EXERCISE GOAL: The expected answer is the full listing, repeated exactly and free of images.

DATA UNDER STUDY:
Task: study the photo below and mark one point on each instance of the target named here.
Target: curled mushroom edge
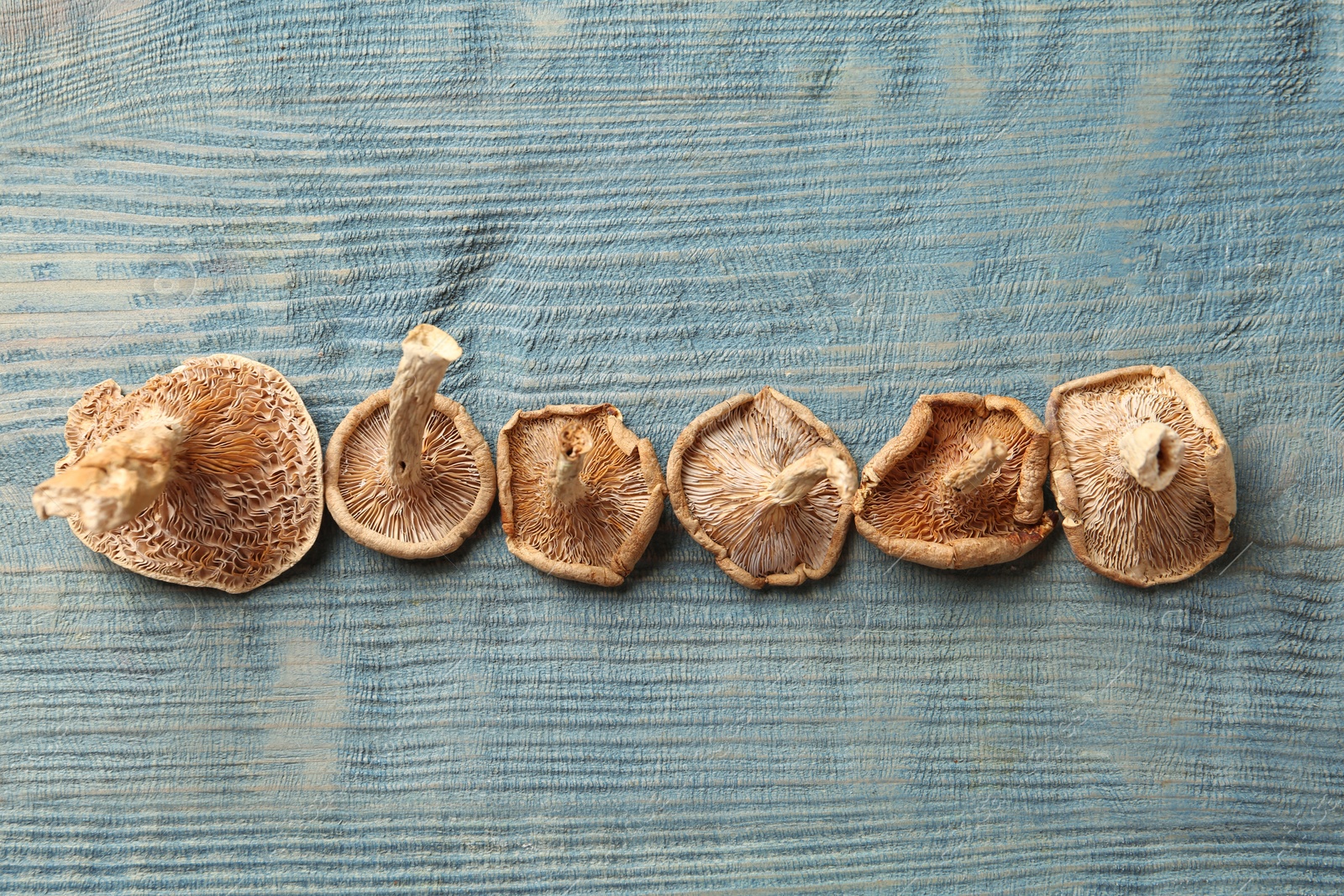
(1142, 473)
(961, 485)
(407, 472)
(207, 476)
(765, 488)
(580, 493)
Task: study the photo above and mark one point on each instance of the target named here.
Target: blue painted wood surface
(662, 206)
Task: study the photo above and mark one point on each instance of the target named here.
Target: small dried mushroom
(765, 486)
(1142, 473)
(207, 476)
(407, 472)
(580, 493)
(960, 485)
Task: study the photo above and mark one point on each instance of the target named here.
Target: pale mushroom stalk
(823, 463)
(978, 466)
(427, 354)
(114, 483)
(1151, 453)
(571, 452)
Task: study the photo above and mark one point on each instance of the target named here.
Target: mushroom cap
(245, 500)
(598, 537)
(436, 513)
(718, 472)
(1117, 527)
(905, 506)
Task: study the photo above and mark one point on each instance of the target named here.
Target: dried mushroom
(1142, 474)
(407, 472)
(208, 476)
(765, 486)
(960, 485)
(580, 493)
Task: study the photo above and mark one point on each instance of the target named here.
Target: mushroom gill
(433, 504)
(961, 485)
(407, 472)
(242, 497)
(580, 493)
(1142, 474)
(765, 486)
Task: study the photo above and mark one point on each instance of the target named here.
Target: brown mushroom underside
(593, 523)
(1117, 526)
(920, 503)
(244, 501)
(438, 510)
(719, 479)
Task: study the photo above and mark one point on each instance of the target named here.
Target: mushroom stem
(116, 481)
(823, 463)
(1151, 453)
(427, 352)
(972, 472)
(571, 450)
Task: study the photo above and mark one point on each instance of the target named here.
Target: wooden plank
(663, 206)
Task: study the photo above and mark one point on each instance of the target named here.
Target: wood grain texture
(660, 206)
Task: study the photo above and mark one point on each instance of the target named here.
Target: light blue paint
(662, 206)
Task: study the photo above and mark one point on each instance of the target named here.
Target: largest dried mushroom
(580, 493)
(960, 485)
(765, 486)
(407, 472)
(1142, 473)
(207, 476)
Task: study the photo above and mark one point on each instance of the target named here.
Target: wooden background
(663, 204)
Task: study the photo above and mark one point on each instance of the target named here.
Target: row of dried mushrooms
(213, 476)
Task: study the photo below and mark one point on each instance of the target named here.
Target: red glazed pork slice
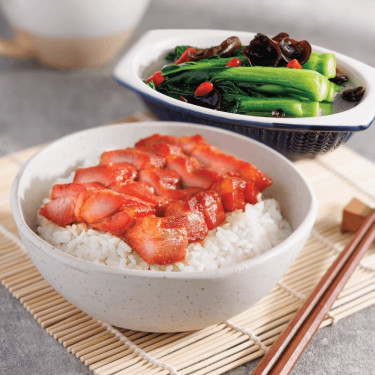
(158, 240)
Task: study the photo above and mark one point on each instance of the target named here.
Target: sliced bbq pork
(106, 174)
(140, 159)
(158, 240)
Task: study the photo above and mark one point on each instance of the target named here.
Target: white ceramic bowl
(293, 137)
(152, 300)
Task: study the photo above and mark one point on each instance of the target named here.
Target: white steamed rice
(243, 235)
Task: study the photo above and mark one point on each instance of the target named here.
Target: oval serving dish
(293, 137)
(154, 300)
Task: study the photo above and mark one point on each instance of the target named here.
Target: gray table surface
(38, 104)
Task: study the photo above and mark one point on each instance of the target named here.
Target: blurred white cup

OUTPUT BELOW:
Task: study the photo below and mark one point on each instance of the target named here.
Target: curled mushroom edge
(1142, 473)
(961, 485)
(407, 472)
(207, 476)
(765, 488)
(580, 493)
Task: study the photo above and mark one point on each instance of the target named here.
Target: blue painted wood surface
(662, 206)
Task: study the photo above and mark one point on each instance of the target named here.
Target: small dried mushroom
(765, 486)
(1142, 473)
(207, 476)
(407, 472)
(580, 493)
(960, 485)
Task: study the photo above and mark one point on each instance of the target named here.
Target: pale mushroom stalk
(823, 463)
(978, 466)
(427, 354)
(114, 483)
(1151, 453)
(571, 452)
Task: study the photo above and mark one point on each instance of the target named here.
Target: mushroom cap
(245, 500)
(598, 537)
(436, 513)
(718, 472)
(1117, 527)
(905, 506)
Task: study the photo above and mark one point on each instance of the target named here.
Target: dried mushroom
(1142, 474)
(407, 472)
(208, 476)
(765, 486)
(960, 485)
(580, 493)
Task: study the photo above and mark one point on each instance of the target named here.
Target: mushroom gill
(433, 504)
(961, 485)
(407, 472)
(242, 497)
(580, 493)
(1142, 474)
(765, 486)
Task: study the photo above and mark one point on each instance of the target named here.
Target: brown mushroom underside
(593, 523)
(1117, 526)
(920, 503)
(244, 501)
(438, 510)
(719, 479)
Task: study the photo above and mark one point on each instance of the target named here.
Target: mushroom stem
(116, 481)
(823, 463)
(1151, 453)
(427, 352)
(972, 472)
(571, 450)
Task: study the photo above and mark one point on each instance of the target named here.
Target: wooden plank
(663, 206)
Task: study the photo above and mark one point on each instance of the target named here.
Target: wood grain texture
(660, 206)
Task: study the photo above and mark one point on each instance of the target named here.
Target: light blue paint
(662, 206)
Task: study the photo above and mark one point on each instance of the target named here.
Target: largest dried mushroom
(580, 493)
(960, 485)
(765, 486)
(407, 472)
(1142, 473)
(207, 476)
Task: study the photo above and mark one point on each instance of the target named here.
Target: wooden background
(663, 204)
Task: study the photo above and mark one point on each instance of the target named here.
Target: row of dried mushrooms
(213, 476)
Task: study the photo below and mark one point on each instance of the target named here.
Target: red glazed pork slice
(158, 240)
Task: study the photo above and mark one point on each instance of the target named here.
Target: sliced bbq pork
(106, 174)
(140, 159)
(158, 240)
Task: study the photo above and mark one point on each instance of the target named here.
Target: white ceramic bowl
(293, 137)
(152, 300)
Task: study the photo above and mark one point on each instance of the target named here.
Target: white steamed rice
(243, 235)
Task: study the photo above and mark one point on each instance of the target named here.
Target: oval serving dish
(293, 137)
(154, 300)
Task: study the photo above and mark one point on each instance of the target named here.
Target: gray table surface
(38, 104)
Task: study the photo above and mark one point on each instance of the target named here.
Target: blurred white cup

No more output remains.